Extracted data entries
>>>
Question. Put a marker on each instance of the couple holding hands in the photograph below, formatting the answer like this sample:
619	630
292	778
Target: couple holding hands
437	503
<<<
▶ _AIM OF THE EXERCISE_:
Output every line above so that it reads exactly as before.

▶ _TASK OUTPUT_:
Question. Put a marker on each instance of the couple holding hands in the photograph below, formatting the answer like this sample:
619	630
292	778
Target: couple holding hands
437	503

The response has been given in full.